── ИСХОДНЫЙ ТЕКСТ

Поэтом можешь ты не быть,
А вот солдатом быть обязан.
Так закончилась моя поэтическая «карьера». Поняв намёк московского поэта, я стал готовиться к переходу на сверхсрочную службу с намерением остаться в Ржеве.
Первое письмо от Германа Белякова я получил в конце июня 1964 года. Его новый адрес был Московская область, Щёлково-3, в/ч 15565. С этой новостью я пошёл к командиру. Показал письмо от Германа, не скрывая радости, что не забыл друг.
— Это номер войсковой части, обслуживающей тренировочные полёты будущих космонавтов, — сказал мне майор Гончаренко.
Честно говоря, я майору не поверил. В письме даже намёка об этом не было.
Кстати, я сохранил все письма Германа, который стал создателем С-300 и
С-400 — систем противовоздушной обороны: «Шаповалыч, дружище! Письма мне тебе хочется писать бесконечно, но лучше ты пиши. У тебя время посвободнее. Моя служба заканчивается, а точнее, переходит в иное качество. В другой профиль. Сегодня пишу в деканат МАИ заявление. Хочу совместить работу и учёбу на вечернем отделении. Есть некоторые наработки. О них позже.
… Николай, у тебя интуиция отличная. Ты знаешь мои намерения… Что касается стихов — в связи с огромной занятостью, плохо пишутся. Моя творческая жизнь вмещается в восьмистрочья:
Теку извилистой рекой,
Студёной и горячей.
Я — от покоя в непокой —
И не хочу иначе.
И счастлив тем, что не один
Живу таким заветом:
Чем больше на пути плотин,
Тем больше дам я света».
И никакого намёка о том, чем занимается мой армейский друг, внезапно отозванный из Ржева в Щёлково. Я знал, что где-то строятся космические корабли. Но тогда, кажется, ещё в проекте и не было систем ПРО сверхдальности.
… 1964-й год. Мне служить ещё год. В Донецке оставались жена и сын. Командование предоставило мне краткосрочный отпуск… Лучше бы его не было! Обстоятельства сложились так, что я вернулся из отпуска раньше времени. Уехал из Донецка в угнетённом настроении. Искал облегчения в делах, в книгах. Не получалось. Вне службы выпивал. Своё внутреннее состояние скрывал от сослуживцев. И только в письмах Герману Белякову рассказал о случившемся во время отпуска. Я не знал, как буду жить дальше? Куда поеду после демобилизации? Как не совершить после разрыва с семьёй непредсказуемых поступков?
Теперь, спустя более пятидесяти лет осознаю: если бы не письма друга, со мною могло бы произойти непредсказуемое. Я не хотел жить. Герман писал: «Шаповалыч, дружище!

────
── ИСХОДНЫЕ ЗАПИСИ

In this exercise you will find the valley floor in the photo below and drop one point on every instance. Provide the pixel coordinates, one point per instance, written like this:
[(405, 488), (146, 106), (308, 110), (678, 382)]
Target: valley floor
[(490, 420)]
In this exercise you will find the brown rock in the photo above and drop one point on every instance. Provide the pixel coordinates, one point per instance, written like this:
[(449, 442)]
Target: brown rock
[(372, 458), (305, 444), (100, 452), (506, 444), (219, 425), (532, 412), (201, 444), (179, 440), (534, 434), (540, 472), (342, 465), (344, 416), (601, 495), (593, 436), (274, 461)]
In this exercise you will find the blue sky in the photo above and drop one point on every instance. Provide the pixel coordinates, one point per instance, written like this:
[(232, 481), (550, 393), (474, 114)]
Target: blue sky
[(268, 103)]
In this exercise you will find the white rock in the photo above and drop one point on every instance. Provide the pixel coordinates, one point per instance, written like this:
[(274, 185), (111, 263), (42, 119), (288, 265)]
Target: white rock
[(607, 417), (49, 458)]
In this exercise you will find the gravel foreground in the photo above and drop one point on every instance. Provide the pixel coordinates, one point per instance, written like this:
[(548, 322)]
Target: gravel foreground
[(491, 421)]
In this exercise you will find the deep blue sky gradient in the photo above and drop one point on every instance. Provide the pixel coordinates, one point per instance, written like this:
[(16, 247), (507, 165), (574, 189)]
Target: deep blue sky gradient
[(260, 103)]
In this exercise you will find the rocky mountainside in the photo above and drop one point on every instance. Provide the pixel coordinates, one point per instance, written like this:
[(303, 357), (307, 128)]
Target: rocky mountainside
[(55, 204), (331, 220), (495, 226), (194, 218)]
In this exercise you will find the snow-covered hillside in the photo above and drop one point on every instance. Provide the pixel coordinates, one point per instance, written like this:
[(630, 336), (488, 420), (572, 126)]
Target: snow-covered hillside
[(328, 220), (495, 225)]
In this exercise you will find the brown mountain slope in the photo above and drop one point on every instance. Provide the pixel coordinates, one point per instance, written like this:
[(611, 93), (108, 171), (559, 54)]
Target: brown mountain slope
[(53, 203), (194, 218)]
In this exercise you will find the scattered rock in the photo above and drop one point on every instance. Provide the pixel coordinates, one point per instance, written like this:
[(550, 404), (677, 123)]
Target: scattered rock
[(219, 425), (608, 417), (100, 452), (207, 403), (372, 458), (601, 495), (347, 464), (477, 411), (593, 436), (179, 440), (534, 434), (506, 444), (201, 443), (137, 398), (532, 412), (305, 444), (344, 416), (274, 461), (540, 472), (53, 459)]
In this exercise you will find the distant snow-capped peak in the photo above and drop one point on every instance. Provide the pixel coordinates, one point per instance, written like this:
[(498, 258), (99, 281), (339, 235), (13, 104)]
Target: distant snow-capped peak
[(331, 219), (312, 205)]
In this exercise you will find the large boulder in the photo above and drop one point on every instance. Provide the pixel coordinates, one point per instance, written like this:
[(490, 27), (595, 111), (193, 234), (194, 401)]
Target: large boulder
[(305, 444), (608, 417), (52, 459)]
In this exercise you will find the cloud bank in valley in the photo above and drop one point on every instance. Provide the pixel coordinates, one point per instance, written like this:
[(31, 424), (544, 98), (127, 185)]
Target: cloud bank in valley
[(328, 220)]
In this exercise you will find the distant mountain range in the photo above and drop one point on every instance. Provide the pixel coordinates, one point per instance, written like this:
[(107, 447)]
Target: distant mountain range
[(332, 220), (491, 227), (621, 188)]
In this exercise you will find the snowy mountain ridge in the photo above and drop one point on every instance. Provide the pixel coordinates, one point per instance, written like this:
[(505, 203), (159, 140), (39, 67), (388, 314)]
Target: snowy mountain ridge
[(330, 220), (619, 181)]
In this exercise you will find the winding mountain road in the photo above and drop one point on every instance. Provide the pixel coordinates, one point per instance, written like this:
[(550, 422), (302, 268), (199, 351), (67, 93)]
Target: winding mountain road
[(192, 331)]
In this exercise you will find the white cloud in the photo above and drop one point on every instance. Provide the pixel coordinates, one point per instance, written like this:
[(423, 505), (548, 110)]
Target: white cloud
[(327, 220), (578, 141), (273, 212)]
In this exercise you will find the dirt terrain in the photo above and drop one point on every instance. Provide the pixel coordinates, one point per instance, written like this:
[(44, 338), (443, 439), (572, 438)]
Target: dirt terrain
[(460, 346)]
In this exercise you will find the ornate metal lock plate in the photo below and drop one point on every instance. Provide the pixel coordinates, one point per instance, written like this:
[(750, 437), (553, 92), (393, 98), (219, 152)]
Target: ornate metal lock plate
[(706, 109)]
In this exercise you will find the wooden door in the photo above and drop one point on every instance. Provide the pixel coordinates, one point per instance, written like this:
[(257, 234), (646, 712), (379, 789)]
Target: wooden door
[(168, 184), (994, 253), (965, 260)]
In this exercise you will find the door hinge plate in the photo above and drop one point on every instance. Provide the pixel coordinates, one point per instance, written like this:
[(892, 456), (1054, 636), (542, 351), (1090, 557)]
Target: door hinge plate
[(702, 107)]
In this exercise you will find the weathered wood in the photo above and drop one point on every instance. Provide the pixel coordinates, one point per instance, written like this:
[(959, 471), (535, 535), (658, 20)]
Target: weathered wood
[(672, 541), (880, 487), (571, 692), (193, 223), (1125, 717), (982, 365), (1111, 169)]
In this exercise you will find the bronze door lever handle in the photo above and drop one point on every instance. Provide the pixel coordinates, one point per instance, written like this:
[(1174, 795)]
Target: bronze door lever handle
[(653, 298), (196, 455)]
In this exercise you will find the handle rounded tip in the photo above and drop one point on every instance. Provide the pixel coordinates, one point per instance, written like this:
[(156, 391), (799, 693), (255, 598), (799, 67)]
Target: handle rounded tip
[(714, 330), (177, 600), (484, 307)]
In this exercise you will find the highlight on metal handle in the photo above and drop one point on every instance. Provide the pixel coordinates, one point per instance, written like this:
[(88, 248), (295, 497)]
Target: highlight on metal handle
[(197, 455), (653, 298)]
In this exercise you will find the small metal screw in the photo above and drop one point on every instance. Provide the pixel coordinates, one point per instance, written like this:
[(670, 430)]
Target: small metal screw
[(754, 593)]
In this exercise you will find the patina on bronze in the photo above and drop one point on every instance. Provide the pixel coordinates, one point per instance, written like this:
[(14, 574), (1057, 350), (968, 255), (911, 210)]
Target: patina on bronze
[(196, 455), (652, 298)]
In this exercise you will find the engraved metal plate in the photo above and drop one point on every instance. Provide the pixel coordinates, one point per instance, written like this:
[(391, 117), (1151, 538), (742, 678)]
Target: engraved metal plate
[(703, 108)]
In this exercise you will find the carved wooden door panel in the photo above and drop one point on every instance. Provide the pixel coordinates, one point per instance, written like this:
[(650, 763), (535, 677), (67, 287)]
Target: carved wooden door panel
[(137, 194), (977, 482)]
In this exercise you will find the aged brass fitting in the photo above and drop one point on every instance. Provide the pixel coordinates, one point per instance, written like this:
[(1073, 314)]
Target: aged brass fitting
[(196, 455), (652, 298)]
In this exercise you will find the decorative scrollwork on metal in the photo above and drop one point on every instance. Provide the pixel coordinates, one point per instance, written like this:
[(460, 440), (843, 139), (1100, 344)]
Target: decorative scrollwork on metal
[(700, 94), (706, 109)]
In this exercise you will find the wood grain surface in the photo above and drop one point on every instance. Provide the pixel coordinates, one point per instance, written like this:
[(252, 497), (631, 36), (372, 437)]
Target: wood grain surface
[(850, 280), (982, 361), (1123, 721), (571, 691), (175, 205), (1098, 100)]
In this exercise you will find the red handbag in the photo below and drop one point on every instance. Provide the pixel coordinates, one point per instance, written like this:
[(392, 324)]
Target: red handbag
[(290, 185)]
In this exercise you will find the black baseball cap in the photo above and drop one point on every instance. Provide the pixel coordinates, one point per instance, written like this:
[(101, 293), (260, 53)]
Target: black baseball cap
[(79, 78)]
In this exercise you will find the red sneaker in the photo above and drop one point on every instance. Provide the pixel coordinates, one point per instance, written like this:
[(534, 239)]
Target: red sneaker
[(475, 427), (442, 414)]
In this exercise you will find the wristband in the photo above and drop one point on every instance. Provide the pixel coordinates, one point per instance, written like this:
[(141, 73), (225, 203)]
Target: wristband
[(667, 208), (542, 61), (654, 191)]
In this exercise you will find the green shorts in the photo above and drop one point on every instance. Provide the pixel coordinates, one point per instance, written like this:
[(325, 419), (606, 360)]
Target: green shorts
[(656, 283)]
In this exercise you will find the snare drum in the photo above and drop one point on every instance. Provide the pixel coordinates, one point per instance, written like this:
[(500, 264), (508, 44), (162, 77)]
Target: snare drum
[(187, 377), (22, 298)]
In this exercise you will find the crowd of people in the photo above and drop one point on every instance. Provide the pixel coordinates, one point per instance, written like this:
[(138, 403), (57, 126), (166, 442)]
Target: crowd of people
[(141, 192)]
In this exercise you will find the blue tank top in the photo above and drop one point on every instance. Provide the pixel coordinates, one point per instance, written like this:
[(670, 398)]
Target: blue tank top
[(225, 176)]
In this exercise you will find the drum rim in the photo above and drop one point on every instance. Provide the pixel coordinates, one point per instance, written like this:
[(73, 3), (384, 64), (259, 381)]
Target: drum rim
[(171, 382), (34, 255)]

────

▶ **ЗАДАНИЯ**
• a. По какому адресу, согласно воспоминаниям о переписке с Германом Беляковым, теперь находился Герман?
• b. Масштабируйте записи от строки с «In this exercise you will find the dirt» до строки с «[(460, 346)]» включительно. Приведите эти строки заново вместе с запросами, умножив каждую координату точек в ответах на 2,35 и округлив до целых (половины округляются в большую сторону); числа в запросах и образцах формата оставьте без изменений.

▶ **ОТВЕТЫ**
• a. Московская область, Щёлково-3, в/ч 15565.

• b.
In this exercise you will find the dirt terrain in the photo above and drop one point on every instance. Provide the pixel coordinates, one point per instance, written like this:
[(44, 338), (443, 439), (572, 438)]
Target: dirt terrain
[(1081, 813)]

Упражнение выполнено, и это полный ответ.